En second lieu, l’observation de groupes d’hommes, type « banquet des anciens » ou « fête du club de pétanque », groupes bien décrits par Michel Fain. Je le cite : « Quelle est la structure de ce groupe éphémère (effet mère ?) ? A sa surface règne une illusion commune : une réunion au sommet de chefs de clan s’apprêtant à partager leur bétail féminin, dans une sorte de réalisation hallucinatoire en commun. Ce groupe s’uniformise, fasciné par un personnage fantasmatique phallique dont la puissance est brunie par l’analité. Les liens libidinaux ainsi créés doivent être suffisamment forts pour écarter la panique liée à la menace de castration ».
Comme à l’école primaire, notre groupe de futurs pères se liait d’une homosexualité de bon aloi, avec à sa tête ce gynécologue qui ne s’épargnait pas les plaisanteries parfois douteuses qui font la joie des garçons à l’âge de latence, quand ils sont en groupe et protégés du regard des filles.
Dans ce groupe, nous semblait-il, l’ambivalence des pères face au ventre redouté de leurs femmes et à leur contenu, pouvait trouver un support, par la pénétration spéculaire commune, et le piétinement partiel, anal, cadré et autorisé du puissant mystère féminin, préservant ainsi l’actualité du courant tendre, et le passage du fœtus à l’enfant.
Mais revenons à nos universités.
Le maternel naît donc de l’expérience de satisfaction. Le bébé fait l’expérience d’être satisfait et l’autre secourable fait l’expérience de satisfaire le bébé. C’est l’avancée fondamentale de Freud, dans « L’esquisse » (1895). On pourrait parler d’attente, de préconception comme Bion ou de potentiel comme Winnicott. Quand il naît, cette « esquisse » d’humain justement, par le fait même de sa venue, est en attente de quelque chose et il exprime ce quelque chose par sa détresse. Devant la détresse du nourrisson, apparaît l’impératif de l’intervention de l’autre, à un moment d’ailleurs où celui-ci n’est pas encore constitué comme tel. C’est cette intervention de l’autre secourable, du « nebenmensch » qui va permettre l’expérience de satisfaction. C’est sans doute ce moment, « l’expérience de satisfaction », qui constitue le temps essentiel de la construction de la pulsion et donc de ses destins et donc du psychisme. Le maternel est lié à la naissance de la pulsion. Notons que Freud ne précise pas qui est cet autre secourable, il prend soin de ne jamais le spécifier comme mère. Il parle d’aide étrangère, de personne qui apporte son aide, d’être humain proche. Ce n’est pas la personne qui importe, mais la fonction.
En tous cas, c’est l’établissement de l’expérience de satisfaction qui prend en charge la continuité narcissique. Elle est l’expérience de la continuité d’être.
——————
• _Consigne_:
Transcrivez sans rien changer le passage de l'extrait compris entre « Dans ce groupe, nous » et « fœtus à l’enfant. », ces deux bornes incluses. Le matériel présenté ensuite provient d'une autre source que l'extrait.

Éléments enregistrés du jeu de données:
——————
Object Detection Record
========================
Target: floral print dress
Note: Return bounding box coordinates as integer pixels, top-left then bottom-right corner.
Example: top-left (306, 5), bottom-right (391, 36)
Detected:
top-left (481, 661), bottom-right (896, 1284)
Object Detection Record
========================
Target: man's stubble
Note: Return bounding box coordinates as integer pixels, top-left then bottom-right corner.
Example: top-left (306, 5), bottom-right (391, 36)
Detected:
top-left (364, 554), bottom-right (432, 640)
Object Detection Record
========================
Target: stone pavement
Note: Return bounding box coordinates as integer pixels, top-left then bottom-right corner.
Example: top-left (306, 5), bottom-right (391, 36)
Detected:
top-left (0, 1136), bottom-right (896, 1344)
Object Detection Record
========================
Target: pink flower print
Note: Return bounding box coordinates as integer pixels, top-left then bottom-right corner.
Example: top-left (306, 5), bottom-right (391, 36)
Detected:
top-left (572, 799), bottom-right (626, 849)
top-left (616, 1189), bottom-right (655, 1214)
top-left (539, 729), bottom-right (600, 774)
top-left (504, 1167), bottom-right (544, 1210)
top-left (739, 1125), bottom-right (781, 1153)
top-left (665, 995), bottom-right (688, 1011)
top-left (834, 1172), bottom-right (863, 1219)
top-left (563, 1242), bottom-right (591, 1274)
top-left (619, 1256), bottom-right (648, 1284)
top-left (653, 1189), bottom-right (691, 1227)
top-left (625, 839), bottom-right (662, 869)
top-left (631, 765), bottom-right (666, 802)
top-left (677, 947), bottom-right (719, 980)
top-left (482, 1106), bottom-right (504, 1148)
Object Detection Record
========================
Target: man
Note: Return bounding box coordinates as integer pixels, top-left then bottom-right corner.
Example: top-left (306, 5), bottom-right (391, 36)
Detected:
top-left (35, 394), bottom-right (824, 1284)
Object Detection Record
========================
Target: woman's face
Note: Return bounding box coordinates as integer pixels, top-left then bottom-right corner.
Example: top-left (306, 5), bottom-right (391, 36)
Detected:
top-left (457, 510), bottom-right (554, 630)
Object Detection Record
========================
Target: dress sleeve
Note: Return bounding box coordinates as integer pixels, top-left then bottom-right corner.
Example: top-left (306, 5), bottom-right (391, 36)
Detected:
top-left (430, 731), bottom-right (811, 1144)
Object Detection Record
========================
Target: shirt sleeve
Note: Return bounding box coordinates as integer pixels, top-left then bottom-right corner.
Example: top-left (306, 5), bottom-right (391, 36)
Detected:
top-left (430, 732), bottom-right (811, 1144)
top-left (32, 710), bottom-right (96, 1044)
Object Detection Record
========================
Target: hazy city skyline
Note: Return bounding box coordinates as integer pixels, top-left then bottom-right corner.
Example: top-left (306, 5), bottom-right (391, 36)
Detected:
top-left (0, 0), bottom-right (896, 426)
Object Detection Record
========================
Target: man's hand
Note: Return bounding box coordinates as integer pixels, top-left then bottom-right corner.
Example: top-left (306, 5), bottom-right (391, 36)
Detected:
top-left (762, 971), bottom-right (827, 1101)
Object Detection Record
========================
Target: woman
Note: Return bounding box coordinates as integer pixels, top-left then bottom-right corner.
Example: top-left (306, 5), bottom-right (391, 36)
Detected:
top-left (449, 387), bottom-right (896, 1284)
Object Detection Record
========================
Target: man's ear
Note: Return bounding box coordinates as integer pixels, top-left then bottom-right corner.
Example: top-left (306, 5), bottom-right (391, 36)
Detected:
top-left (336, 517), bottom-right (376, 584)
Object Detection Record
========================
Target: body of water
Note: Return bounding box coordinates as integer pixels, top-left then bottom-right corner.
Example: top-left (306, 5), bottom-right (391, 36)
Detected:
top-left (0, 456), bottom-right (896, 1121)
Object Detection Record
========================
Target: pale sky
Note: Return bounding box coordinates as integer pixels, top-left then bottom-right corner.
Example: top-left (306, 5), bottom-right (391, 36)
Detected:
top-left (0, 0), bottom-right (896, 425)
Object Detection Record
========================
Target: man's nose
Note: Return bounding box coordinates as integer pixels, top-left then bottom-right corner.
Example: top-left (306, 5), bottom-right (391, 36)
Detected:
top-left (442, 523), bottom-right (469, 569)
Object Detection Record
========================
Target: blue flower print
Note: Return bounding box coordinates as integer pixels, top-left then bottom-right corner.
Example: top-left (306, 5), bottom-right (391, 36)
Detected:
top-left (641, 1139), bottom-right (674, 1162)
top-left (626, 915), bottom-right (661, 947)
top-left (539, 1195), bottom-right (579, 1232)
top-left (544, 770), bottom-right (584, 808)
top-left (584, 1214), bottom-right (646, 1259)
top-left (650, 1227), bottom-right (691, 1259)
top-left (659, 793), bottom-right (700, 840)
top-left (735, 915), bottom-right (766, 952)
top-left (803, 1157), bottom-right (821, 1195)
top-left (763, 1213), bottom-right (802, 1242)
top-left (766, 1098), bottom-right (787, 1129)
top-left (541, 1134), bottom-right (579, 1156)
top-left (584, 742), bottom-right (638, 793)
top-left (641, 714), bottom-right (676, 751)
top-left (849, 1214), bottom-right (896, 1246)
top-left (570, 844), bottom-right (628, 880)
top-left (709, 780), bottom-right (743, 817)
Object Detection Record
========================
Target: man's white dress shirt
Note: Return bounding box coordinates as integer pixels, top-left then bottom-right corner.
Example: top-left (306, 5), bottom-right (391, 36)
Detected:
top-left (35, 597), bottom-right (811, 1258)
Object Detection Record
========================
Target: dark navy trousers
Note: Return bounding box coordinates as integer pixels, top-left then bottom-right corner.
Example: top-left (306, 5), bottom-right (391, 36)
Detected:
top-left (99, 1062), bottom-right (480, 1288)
——————
• _Votre réponse_:
Dans ce groupe, nous semblait-il, l’ambivalence des pères face au ventre redouté de leurs femmes et à leur contenu, pouvait trouver un support, par la pénétration spéculaire commune, et le piétinement partiel, anal, cadré et autorisé du puissant mystère féminin, préservant ainsi l’actualité du courant tendre, et le passage du fœtus à l’enfant.